* [Try it] Can you return everything in the SPR sensor passage below from "Fig. 2.6 (a)" down to "the sub-mdeg. resolution.", copied word for word?

━━ Quoted passage ━━

Fig. 2.4 (a) Scan of the AC signal around $$\theta_{SPR}$$ in air (without feedback); the line is a linear fit. (b) Stability measurement in air, demonstrating the drift in the sensor measurement when chemical causes are excluded. The line represents the position of the rotation table; the points represent the values corrected with the feedback signal.

To get an idea of the physical stability, a 12 hour sensor measurement with feedback was performed in air, in which case no significant shift of the SPR angle is expected (see Fig. 2.4(b)). The slope of the zero crossing was used to estimate an appropriate threshold value that the feedback signal should exceed before the incident angle was incremented by 1 mdeg. using the rotation table.

Using Fresnel theory we can calculate the sensitivity of the SPR angle to a protein layer growth (approximate refractive index: 1.5) in an aqueous medium (refractive index: 1.33). This results in an almost linear relation with a slope of about 0.26 deg/nm, which means that an angular shift of 1 mdeg. (externally measured) corresponds to a layer growth of about 4 pm. Using literature values for the refractive index of water as a function of temperature,34 the dependence of the resonance angle on the temperature of the aqueous bulk medium can be determined using Fresnel theory as well. Experimentally the influence of the temperature is higher than expected theoretically (see Fig. 2.5). Most probably this means that the temperature influences the dielectric constant of the metal layer and maybe also that the temperature of the water near the interface is higher (the slope of the experimental curve in Fig. 2.5 is comparable to the theoretical slope around 50°C).

Fig. 2.5 SPR angular shift as function of temperature, measured in PBS. The temperature was measured in contact with the metal cuvet.

Figure 2.6 shows the result of an experiment where an immunoreaction was monitored with the setup. The hydrophobized gold layer was first coated with human serum albumin (2·10-6 M hSA). After a washing step the content of the cuvet was exchanged for 2·10-7 M $$\alpha$$hTRF (anti human transferrin) to test for specificity. No growth was observed until (after several washing steps) 10-7 M $$\alpha$$hSA was used. As can be seen in Figure 2.6(b) the accuracy of the angular measurement is better than 1 mdeg. The slight increase in the signal after the washing steps can probably be explained by temperature changes. The use of a flow cell would reduce the measuring time greatly, thereby reducing drift problems. When a flow cell is used one can also completely exchange one solution for another, which is not possible with a static cuvet, without drying the interface.

Fig. 2.6 (a) Example of an immune reaction monitored with the differential SPR sensor using feedback. (b) Close-up of the same measurement demonstrating the sub-mdeg. resolution.

The result of measuring DC, AC and second harmonic reflectance signals during an immunoreaction is presented in Figure 2.7. The position of the SPR dip shifts as it did in the last experiment, the dip depth however hardly changes. The second derivative of the reflectance at the resonance angle depends on temperature (measured in contact with the metal cuvet) as well as surface structure, in a way that is not clear from this experiment alone. The resonance width is expected to decrease with an increase of temperature (a lower refractive index leads to a lower SP damping), and increase with increasing surface roughness (the roughness leads to a higher damping).

━━━
━━ Listed records ━━

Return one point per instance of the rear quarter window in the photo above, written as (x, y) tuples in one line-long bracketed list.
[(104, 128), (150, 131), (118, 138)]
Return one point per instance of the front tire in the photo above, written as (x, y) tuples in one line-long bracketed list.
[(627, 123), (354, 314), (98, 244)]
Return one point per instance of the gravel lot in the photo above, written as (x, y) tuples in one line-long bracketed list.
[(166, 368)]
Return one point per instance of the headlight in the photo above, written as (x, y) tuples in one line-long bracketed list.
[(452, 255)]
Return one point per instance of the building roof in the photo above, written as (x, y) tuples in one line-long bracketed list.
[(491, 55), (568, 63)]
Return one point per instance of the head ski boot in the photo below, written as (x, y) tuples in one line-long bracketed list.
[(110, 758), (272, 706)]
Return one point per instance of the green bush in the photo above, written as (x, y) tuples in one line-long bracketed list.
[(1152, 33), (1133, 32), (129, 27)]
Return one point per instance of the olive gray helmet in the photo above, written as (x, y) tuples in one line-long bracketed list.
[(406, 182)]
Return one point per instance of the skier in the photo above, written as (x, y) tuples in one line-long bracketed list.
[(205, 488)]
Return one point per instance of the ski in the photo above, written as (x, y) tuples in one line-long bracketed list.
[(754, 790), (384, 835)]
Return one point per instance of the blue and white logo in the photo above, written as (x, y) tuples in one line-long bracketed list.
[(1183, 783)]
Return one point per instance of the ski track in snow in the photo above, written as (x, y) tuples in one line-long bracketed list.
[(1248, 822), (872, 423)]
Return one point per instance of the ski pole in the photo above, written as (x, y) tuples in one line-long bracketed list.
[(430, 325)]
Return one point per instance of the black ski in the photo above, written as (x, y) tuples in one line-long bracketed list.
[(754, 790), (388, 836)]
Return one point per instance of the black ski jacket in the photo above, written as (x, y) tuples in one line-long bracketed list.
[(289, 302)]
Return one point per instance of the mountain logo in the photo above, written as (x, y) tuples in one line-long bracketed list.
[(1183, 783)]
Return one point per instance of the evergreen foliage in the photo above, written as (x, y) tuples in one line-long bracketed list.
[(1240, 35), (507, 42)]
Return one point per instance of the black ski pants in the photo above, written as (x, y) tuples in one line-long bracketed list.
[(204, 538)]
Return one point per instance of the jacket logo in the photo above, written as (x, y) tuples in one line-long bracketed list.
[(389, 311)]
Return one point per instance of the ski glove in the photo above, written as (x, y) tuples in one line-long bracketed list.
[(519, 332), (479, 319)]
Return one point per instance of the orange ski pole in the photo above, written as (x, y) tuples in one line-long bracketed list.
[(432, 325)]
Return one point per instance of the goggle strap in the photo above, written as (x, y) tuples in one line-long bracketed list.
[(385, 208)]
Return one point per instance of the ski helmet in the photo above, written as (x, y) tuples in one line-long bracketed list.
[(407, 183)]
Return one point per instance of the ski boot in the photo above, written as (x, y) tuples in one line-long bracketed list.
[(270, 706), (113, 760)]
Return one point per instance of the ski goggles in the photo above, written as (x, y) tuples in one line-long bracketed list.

━━━

* [Task response]
Fig. 2.6 (a) Example of an immune reaction monitored with the differential SPR sensor using feedback. (b) Close-up of the same measurement demonstrating the sub-mdeg. resolution.